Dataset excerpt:
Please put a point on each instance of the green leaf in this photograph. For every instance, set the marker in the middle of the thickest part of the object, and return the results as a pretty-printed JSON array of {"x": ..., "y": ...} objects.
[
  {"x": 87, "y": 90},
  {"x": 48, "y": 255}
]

#### [Required task]
Rewrite the entries above, replacing "green leaf" with "yellow leaf" and leaving everything else unchanged.

#### [The solution]
Please put a point on each instance of the yellow leaf in this photograph. For every instance, set the marker in the middle of the thickest part of the object, and return the results as a pretty-printed JSON array of {"x": ..., "y": ...} objects.
[
  {"x": 87, "y": 90},
  {"x": 48, "y": 255}
]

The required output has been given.